» **The problem**
In the blog post below about the urinals at BWs, list everything the writer reports doing.
[[ Excerpt, beginning ]]
Showing posts with label Things that just plain make you say "WTF?". Show all posts
Showing posts with label Things that just plain make you say "WTF?". Show all posts

Friday, March 16, 2012

Interesting conversation while doing the urinals in BWs

Stepped in front of a guy accidently, while in the bathroom at BWs. He said go ahead when he saw my chief t-shirt. Noticed he had an Illini hat on. He said his brother played OL for the illini and a lot of the players liked Zook. Asked him about the Beckman hire. Said a lot of the players are confused about the situation. Apologized about stepping in front of him. Nice kid.

Tuesday, July 12, 2011

thank you Orange roughy....

You just totally embarrassed me on another board, but thats ok. I guess if that makes you feel any better then sobeit. if you thought i did the same thing, then i guess you got me back. Now, you have made it impossible for myself to have any credibility, but thats ok because it makes you feel better. Why dont you go ahead and embarrass me on the scout board while you are at it? Might as well try to destroy me in every way possible. You win because you have the power of your own blog. I guess some people have to read it and listen.
[[ Excerpt, end ]]
[[ Excerpted records, beginning ]]
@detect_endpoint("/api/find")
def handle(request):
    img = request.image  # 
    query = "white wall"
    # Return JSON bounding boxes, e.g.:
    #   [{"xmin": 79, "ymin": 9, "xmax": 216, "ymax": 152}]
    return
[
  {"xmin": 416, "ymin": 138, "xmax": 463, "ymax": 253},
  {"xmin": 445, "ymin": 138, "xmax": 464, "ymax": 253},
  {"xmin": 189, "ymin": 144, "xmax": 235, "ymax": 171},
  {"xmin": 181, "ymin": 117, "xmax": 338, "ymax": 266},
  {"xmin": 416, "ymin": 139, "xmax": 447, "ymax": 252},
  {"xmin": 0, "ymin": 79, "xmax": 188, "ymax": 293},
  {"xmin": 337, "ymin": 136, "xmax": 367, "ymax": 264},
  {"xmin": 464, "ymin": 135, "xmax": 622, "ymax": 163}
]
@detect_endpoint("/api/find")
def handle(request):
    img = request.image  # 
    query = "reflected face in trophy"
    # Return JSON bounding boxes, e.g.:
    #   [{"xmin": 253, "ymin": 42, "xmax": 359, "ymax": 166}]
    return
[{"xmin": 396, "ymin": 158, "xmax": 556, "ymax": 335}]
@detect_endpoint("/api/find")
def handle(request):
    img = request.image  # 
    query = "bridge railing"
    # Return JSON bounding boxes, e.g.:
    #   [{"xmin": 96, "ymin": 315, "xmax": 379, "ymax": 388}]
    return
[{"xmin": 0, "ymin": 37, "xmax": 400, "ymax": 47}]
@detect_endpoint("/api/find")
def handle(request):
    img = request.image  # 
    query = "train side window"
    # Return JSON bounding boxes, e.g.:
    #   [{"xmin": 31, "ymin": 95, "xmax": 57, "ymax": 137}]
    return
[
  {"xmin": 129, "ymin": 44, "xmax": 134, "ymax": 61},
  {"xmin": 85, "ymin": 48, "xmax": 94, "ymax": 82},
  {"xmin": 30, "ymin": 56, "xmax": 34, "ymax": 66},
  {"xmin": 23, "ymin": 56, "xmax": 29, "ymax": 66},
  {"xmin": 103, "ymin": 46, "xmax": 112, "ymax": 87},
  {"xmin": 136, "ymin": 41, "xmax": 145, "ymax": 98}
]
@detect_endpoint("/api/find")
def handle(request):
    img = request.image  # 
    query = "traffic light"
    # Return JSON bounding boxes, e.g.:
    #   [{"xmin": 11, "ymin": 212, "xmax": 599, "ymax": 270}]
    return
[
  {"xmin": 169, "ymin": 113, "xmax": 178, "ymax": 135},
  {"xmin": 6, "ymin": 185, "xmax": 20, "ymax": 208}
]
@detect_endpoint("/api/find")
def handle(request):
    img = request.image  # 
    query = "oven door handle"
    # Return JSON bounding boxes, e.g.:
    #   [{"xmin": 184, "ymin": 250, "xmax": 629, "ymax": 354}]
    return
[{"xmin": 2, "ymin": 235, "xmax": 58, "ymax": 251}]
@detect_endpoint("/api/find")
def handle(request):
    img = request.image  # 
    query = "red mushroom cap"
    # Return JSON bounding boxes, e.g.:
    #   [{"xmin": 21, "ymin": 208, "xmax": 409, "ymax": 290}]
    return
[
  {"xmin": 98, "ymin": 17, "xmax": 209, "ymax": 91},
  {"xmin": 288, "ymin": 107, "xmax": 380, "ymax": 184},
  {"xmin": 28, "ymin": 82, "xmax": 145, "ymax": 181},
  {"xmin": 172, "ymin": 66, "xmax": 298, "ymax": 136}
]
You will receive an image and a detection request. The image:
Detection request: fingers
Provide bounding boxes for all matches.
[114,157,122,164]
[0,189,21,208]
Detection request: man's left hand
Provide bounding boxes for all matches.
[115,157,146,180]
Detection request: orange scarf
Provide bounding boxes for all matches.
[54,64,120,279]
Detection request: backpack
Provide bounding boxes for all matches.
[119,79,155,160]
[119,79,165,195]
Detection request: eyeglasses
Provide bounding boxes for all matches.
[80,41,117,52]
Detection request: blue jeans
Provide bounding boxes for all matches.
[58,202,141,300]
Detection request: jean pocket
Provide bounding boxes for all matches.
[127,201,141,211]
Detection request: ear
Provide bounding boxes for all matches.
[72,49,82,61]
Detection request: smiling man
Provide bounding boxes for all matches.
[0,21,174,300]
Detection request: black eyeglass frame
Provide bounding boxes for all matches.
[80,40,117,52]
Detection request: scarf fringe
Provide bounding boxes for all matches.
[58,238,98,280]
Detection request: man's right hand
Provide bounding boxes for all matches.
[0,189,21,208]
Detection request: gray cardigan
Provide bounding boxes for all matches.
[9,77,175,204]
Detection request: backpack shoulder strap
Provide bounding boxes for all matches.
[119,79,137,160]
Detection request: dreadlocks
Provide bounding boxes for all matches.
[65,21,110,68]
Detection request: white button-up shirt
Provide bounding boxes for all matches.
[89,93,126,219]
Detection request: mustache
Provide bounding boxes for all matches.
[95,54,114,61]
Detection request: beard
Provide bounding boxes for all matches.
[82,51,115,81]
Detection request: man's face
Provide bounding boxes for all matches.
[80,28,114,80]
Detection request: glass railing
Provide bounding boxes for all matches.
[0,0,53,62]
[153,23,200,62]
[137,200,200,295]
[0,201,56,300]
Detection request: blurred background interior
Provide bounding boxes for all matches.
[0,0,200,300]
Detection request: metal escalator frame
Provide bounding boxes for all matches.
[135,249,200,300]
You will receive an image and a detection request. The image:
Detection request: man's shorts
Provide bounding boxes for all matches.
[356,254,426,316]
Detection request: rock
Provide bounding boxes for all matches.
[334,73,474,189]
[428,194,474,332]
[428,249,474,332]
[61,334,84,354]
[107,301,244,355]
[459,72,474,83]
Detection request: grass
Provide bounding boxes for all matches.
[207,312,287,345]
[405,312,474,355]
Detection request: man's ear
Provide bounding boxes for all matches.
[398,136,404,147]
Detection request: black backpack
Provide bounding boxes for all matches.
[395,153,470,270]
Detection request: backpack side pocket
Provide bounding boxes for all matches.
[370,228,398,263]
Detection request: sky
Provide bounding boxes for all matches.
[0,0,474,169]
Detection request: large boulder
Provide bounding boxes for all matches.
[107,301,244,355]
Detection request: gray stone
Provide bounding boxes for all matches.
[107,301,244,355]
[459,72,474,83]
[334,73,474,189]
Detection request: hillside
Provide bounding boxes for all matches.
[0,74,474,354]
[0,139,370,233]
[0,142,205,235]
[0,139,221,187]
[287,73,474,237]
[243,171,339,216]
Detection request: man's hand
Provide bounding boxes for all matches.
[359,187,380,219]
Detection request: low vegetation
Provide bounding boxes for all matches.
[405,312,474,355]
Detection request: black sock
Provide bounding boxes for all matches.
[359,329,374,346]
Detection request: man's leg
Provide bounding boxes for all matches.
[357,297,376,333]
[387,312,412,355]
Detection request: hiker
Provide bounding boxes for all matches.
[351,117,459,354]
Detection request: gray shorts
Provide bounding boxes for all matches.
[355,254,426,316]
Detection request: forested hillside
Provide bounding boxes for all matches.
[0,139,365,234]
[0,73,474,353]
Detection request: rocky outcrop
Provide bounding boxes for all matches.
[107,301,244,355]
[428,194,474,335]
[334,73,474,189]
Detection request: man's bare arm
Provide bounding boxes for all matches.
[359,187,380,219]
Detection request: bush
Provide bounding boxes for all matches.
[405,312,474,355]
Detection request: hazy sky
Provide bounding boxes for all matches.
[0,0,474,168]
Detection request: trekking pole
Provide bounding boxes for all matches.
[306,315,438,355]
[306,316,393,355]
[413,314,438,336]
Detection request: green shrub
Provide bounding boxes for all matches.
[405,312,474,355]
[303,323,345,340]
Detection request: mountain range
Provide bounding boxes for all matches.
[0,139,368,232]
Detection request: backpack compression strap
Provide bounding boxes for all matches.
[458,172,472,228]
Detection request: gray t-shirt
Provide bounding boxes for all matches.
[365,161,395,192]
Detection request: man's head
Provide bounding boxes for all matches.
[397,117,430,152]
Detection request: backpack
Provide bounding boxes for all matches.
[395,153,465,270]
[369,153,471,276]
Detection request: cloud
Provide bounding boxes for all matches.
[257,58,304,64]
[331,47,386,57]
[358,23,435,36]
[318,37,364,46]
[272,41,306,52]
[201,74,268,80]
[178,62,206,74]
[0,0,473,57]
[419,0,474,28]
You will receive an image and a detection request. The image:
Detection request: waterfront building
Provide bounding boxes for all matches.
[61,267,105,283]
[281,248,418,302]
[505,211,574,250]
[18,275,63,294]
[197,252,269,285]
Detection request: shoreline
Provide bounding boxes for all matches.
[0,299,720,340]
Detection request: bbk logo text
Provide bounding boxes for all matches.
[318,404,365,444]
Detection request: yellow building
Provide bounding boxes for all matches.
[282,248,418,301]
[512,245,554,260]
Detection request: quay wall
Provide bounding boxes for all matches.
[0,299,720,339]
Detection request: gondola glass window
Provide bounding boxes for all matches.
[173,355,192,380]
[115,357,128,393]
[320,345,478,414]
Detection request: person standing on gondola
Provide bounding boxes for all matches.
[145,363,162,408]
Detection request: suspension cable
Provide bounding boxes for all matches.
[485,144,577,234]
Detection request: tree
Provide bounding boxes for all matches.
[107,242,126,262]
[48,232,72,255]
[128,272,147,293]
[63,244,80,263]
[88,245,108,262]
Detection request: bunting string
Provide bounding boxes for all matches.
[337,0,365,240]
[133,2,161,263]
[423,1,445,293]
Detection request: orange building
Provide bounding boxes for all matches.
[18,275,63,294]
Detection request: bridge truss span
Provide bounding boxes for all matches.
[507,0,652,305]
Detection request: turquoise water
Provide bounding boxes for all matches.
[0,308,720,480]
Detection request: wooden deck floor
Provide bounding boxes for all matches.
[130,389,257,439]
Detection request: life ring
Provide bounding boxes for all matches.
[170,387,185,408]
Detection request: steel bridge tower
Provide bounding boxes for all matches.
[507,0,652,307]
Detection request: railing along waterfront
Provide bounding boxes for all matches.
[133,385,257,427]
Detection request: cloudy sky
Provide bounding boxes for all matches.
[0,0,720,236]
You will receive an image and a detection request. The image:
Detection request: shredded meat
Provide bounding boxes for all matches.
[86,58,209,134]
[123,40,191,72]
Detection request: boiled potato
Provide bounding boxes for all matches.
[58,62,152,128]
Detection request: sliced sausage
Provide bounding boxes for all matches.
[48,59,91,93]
[[ Excerpted records, end ]]
» **Task response**
- Stepped in front of a guy by accident in the bathroom at BWs
- Noticed he had an Illini hat on
- Asked him about the Beckman hire
- Apologized about stepping in front of him